# Puppies



## shepherdmom (Dec 24, 2011)




----------



## llombardo (Dec 11, 2011)

Awwwww.....how old?


----------



## Stevenzachsmom (Mar 3, 2008)

Are these the ones from the mamma dog you transported? They are precious!


----------



## shepherdmom (Dec 24, 2011)

They were a week on Wednesday and yes they are from mama dog I transported. She had 8 but we can only hold them and get pictures while she is outside doing her business so we are getting a few pictures at a time.


----------



## Stevenzachsmom (Mar 3, 2008)

Wow! Brand new. I hope they all find great homes.


----------



## shepherdmom (Dec 24, 2011)

Stevenzachsmom said:


> Wow! Brand new. I hope they all find great homes.


Thanks. They won't be going to homes for a while, but we've already had a couple of applications.


----------



## GermanShepherdDog (Mar 26, 2012)

Beautiful puppies, they are so cute


----------



## shepherdmom (Dec 24, 2011)

*LOOK eyes open!*


----------



## onyx'girl (May 18, 2007)

They are adorable! Are there reserves on any of them yet(or momma?)


----------



## shepherdmom (Dec 24, 2011)

onyx'girl said:


> They are adorable! Are there reserves on any of them yet(or momma?)


We have two adoption applications but are not going to make any decisions until after day 49 when we do the Volhard test. If I can talk hubby into it. I want one too.


----------



## KathrynApril (Oct 3, 2013)

Omg they really are so cute! Love those faces. 

Sent from Petguide.com Free App


----------



## onyx'girl (May 18, 2007)

I'd do a bit more than the Volhard test....maybe get with a couple working breed breeders and see if they'd share what they do to test out pups. Volhard is a bit limited, IMO...you'd get more info with other exercises. Was there biosensor puppy raising protocol going on from the getgo?


----------



## shepherdmom (Dec 24, 2011)

onyx'girl said:


> I'd do a bit more than the Volhard test....maybe get with a couple working breed breeders and see if they'd share what they do to test out pups. Volhard is a bit limited, IMO...you'd get more info with other exercises. Was there biosensor puppy raising protocol going on from the getgo?



I had to go look that up. I've never even heard of it.  I will ask, but I don't think so. 

One of the articles I read said it was Bad Science? Is this something a lot of the rescues use?


----------



## shepherdmom (Dec 24, 2011)

and mama looking so much better.


----------



## onyx'girl (May 18, 2007)

Is mom warming up to her caretakers? I hope so...


----------



## shepherdmom (Dec 24, 2011)

onyx'girl said:


> Is mom warming up to her caretakers? I hope so...


Oh yes, she is doing great.... She is still very protective of her puppies but is doing so much better. She has taken over half the office.

[GIVEN INFORMATION]
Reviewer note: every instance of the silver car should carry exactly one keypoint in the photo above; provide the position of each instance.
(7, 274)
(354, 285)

[OBJECTIVES]
(a) List every username that posts in the puppies thread, each one once.
(b) Pick up the puppies thread after its final post and add the next few replies.

[RESPONSES PER TASK]
(a) shepherdmom, llombardo, Stevenzachsmom, GermanShepherdDog, onyx'girl, KathrynApril

(b)
----------



## bill (Nov 8, 2013)

Sent from Petguide.com Free App


----------



## bill (Nov 8, 2013)

Good luck with the pups! You should be so proud! You have a good heart and soap! The world would be a better place if there were more people like you. Keep up the good work. Bless you. Bill

Sent from Petguide.com Free App


----------



## bill (Nov 8, 2013)

Soul

Sent from Petguide.com Free App


----------



## lorihd (Nov 30, 2011)

they are adorable, and thank you for opening your home to a momma in need


----------



## shepherdmom (Dec 24, 2011)

[email protected] said:


> they are adorable, and thank you for opening your home to a momma in need


I can't take credit for opening my home. I helped transported them to the rescue and I'm working with them there. We have a live in caretaker who is very experienced with puppies, who is their full time foster. This is the first time I've even seen a puppy being born I would need a lot more experience before I would be comfortable doing it on my own.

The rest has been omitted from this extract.